**TASK TO COMPLETE:**
Do any lines in the data below contain "woman"? If so, copy every one of them.

**DATA PROVIDED:**
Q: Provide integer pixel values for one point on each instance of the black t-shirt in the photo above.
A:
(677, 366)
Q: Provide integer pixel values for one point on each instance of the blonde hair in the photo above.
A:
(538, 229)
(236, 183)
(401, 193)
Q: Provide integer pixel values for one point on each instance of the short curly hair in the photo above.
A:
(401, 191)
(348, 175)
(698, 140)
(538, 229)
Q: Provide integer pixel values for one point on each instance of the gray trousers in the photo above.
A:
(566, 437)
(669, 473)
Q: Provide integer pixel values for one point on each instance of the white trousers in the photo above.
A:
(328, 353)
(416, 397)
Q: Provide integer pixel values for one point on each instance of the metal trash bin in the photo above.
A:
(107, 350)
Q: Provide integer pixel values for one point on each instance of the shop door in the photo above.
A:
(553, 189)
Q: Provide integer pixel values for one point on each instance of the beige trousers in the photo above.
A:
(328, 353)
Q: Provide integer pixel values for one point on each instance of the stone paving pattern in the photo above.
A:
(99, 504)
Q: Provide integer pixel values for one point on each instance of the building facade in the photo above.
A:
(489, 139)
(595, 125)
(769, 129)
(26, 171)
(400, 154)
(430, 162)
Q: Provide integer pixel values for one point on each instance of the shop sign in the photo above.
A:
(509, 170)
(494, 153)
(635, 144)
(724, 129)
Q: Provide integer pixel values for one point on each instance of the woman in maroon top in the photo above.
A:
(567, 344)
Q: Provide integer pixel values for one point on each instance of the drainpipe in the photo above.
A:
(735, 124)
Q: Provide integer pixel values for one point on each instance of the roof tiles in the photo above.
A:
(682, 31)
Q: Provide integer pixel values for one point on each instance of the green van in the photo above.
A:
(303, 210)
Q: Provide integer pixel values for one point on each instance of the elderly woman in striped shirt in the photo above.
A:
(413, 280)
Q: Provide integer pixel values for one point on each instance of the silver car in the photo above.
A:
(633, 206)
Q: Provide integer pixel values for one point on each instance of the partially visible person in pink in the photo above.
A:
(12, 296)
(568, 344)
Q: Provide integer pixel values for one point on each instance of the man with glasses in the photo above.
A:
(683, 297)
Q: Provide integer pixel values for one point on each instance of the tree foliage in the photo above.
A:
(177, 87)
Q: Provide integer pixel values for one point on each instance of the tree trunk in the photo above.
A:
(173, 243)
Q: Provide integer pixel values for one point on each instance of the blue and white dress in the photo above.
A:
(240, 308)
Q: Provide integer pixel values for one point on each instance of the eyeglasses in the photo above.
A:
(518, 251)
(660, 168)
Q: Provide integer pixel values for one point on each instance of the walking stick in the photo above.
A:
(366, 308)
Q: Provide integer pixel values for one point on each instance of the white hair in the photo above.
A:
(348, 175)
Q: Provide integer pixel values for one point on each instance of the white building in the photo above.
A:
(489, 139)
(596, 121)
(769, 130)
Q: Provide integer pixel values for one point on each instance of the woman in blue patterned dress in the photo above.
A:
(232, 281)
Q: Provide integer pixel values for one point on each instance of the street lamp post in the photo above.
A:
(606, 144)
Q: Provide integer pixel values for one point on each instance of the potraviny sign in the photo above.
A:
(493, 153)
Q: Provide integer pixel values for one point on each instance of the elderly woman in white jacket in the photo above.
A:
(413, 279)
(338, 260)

**PROBLEM SOLUTION:**
Q: Provide integer pixel values for one point on each instance of the woman in maroon top in the photo above.
Q: Provide integer pixel values for one point on each instance of the elderly woman in striped shirt in the photo above.
Q: Provide integer pixel values for one point on each instance of the woman in blue patterned dress in the photo above.
Q: Provide integer pixel values for one point on each instance of the elderly woman in white jacket in the photo above.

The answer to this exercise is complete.